Activity 1
Answer these from the Slaven Skeledžić text:
(a) Where was he born?
(b) On what date did he sign a contract with the Afghanistan Football Federation?
(c) Whom did he assist as assistant manager at the Bayern Munich U17 team?
Activity 2
Please echo, word for word, the part of the Slaven Skeledžić text that opens with the words containing "- 2018–2022: Bayern" and closes with "manager (born 1971)".

=== Text segment ===

Personal information
- Date of birth: 15 November 1971 (age 54)
- Place of birth: Vareš, SFR Yugoslavia

Managerial career
- Years: Team
- 2006–2011: Eintracht Frankfurt (youth)
- 2011–2012: Hansa Rostock (youth)
- 2012–2014: Hannover 96 (youth)
- 2014–2015: FSV Frankfurt (youth)
- 2015: Afghanistan
- 2016–2017: Guangzhou Evergrande (Head of Academy)
- 2018–2022: Bayern Munich U17 (assistant)
- 2022–2023: Rheindorf Altach (assistant)
- 2025: Türkgücü München

= Slaven Skeledžić =

German football manager (born 1971)

Slaven Skeledžić (born 15 November 1971) is a German football manager.

==Managerial career==
Skeledžić coached many youth clubs in Germany, including youth clubs of Bundesliga teams and second-tier teams in Germany. On 9 February 2015, he signed a contract with the Afghanistan Football Federation to coach their national team. With his experience and skills he wanted to bring the European style of play to Afghanistan. He was fired as coach of the national team after many defeats.

On 1 July 2018, Skeledžić was hired as the assistant manager to Miroslav Klose at Bayern Munich U17 team. In June 2022, both were appointed as staff for Austrian club SC Rheindorf Altach.

=== Record excerpts ===

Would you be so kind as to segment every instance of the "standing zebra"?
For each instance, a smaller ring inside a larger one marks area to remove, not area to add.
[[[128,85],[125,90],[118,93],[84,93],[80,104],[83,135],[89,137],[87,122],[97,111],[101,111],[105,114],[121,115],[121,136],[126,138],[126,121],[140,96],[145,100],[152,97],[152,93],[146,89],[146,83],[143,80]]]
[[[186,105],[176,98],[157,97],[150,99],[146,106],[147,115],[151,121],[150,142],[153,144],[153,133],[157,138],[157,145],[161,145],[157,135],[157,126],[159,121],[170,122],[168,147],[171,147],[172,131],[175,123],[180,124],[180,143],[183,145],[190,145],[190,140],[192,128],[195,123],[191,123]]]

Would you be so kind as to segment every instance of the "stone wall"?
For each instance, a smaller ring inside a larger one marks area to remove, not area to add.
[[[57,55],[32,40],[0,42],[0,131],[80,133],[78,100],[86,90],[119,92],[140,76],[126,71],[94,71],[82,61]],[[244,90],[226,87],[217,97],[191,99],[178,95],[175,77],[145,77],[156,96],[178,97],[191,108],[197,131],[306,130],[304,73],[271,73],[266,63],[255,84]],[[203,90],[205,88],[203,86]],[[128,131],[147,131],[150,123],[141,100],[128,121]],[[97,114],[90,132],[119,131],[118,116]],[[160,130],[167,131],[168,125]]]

===

Worked solution 1
(a) Vareš, SFR Yugoslavia
(b) 9 February 2015
(c) Miroslav Klose

Worked solution 2
- 2018–2022: Bayern Munich U17 (assistant)
- 2022–2023: Rheindorf Altach (assistant)
- 2025: Türkgücü München

= Slaven Skeledžić =

German football manager (born 1971)